** Information provided follows **

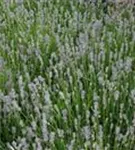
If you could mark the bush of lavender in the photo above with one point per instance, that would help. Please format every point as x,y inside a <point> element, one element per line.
<point>67,76</point>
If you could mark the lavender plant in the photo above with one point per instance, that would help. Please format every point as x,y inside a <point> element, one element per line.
<point>67,76</point>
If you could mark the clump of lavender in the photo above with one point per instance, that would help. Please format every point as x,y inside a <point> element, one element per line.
<point>67,77</point>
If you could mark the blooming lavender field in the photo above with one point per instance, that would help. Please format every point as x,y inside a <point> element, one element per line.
<point>67,76</point>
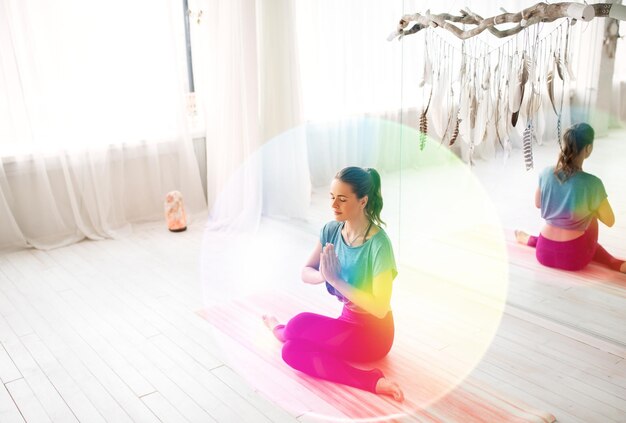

** End of Information provided **

Would you give the entries above again verbatim, omitting the images they contain?

Task solution:
If you could mark the bush of lavender in the photo above with one point per instance, that would help. Please format every point as x,y inside a <point> element, one element per line.
<point>67,76</point>
If you could mark the lavender plant in the photo above with one point per instance, that would help. Please format every point as x,y inside a <point> element, one element per line.
<point>67,76</point>
If you could mark the clump of lavender in the photo above with one point per instance, that would help. Please format every point as x,y inside a <point> element, one element per line.
<point>67,77</point>
If you could mark the blooming lavender field in the photo above with one point per instance, that would help. Please format every point as x,y inside a <point> element, one element per line.
<point>67,76</point>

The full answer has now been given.